■ **Excerpt provided**
==========

For decades, Animal Sciences in Purdue Agriculture put most or all of its research emphasis on improving animal production and getting food safely from the farm to the table.
That’s still a major thrust today, but scientific advances in the last 20 years or so have given researchers opportunities to learn much more from the animals they study.
“Now we know that these animals can be used effectively as models for other purposes, such as human health,” says Alan Sutton, interim head of the Department of Animal Sciences. “Productivity and the efficiency of production are still important, but now we are providing some very basic scientific information that can help in other areas as well.”
Sutton says advances in gene regulation, stem cells, molecular biology and a number of other research areas have boosted fields such as animal well-being and comparative medicine—which uses animals as models to advance human health—in addition to production agriculture. He says Purdue may be the top university in animal well-being, based on the number of faculty in the field, including adjunct faculty with the U.S. Department of Agriculture’s Agricultural Research Service Livestock Behavior Unit on campus.
“We’ve been able to achieve some real positive results and solutions in these areas,” Sutton says. “We’re going to have some more real breakthroughs in the future.”
Calcium Important for Hens, Too
Scotti Hester, an animal sciences poultry physiologist, is trying to make one of those breakthroughs with chickens—specifically eliminating osteoporosis in egg-laying hens, which can cause broken bones during egg production. Because a vast majority of an egg’s shell is calcium, laying hens can experience significant deficiencies in the mineral that keeps bones strong.

==========

■ **Recorded data**
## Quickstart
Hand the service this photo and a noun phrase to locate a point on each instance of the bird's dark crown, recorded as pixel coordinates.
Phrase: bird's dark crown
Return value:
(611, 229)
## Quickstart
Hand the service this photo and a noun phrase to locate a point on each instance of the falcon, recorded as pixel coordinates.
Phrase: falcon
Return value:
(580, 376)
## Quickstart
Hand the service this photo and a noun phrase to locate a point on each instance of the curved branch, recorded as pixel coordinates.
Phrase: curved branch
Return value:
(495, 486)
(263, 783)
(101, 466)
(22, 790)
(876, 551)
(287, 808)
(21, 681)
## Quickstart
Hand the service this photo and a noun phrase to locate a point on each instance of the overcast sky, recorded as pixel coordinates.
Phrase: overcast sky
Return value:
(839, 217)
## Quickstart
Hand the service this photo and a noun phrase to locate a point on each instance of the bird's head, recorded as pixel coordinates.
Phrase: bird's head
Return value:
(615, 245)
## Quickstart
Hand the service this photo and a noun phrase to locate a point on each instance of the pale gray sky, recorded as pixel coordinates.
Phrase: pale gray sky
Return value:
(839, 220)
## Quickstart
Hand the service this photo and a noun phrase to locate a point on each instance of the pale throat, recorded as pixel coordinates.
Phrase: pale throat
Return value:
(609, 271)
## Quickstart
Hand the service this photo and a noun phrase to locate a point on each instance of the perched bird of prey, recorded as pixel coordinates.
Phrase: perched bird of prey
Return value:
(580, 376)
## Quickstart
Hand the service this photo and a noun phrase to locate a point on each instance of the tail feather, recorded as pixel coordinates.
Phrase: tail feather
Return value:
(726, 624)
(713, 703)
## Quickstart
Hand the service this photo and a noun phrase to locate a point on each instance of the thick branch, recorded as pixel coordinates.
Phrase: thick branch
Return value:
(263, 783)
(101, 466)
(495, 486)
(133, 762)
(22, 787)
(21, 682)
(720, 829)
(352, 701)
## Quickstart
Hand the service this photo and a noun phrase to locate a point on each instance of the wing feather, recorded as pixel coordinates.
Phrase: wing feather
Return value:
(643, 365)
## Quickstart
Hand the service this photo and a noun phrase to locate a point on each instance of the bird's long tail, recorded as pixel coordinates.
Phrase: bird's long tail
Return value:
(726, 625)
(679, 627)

==========

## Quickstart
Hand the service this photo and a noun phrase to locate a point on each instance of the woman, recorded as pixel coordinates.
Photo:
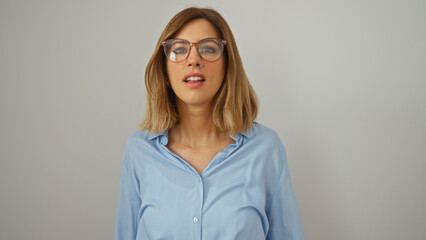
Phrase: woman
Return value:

==========

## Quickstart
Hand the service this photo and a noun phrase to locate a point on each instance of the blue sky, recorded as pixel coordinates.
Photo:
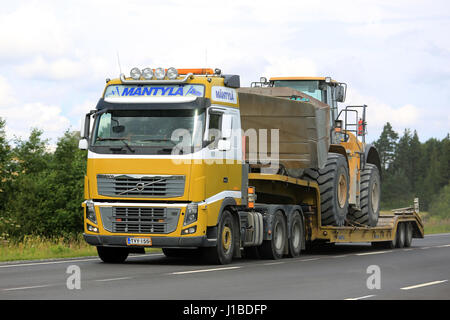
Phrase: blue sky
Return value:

==========

■ **Required action A**
Quote the portion of the Purdue animal sciences article that opens with the words containing "For decades, Animal" and closes with "animals they study.".
■ **Required action B**
According to the Purdue animal sciences article, what condition in egg-laying hens is Scotti Hester trying to eliminate?
■ **Required action C**
Decide whether each statement agrees with the Purdue animal sciences article, and support each yes or no with the deciding words of the article. (i) Sutton says Purdue may be the top university in animal well-being. (ii) The new research opportunities came from scientific advances made in the last five years. (iii) Scotti Hester is a poultry physiologist.
Rely only on the Purdue animal sciences article.

■ **Written response A**
For decades, Animal Sciences in Purdue Agriculture put most or all of its research emphasis on improving animal production and getting food safely from the farm to the table.
That’s still a major thrust today, but scientific advances in the last 20 years or so have given researchers opportunities to learn much more from the animals they study.

■ **Written response B**
Osteoporosis, which can cause broken bones during egg production.

■ **Written response C**
(i) Yes: "He says Purdue may be the top university in animal well-being"
(ii) No: "scientific advances in the last 20 years or so"
(iii) Yes: "Scotti Hester, an animal sciences poultry physiologist"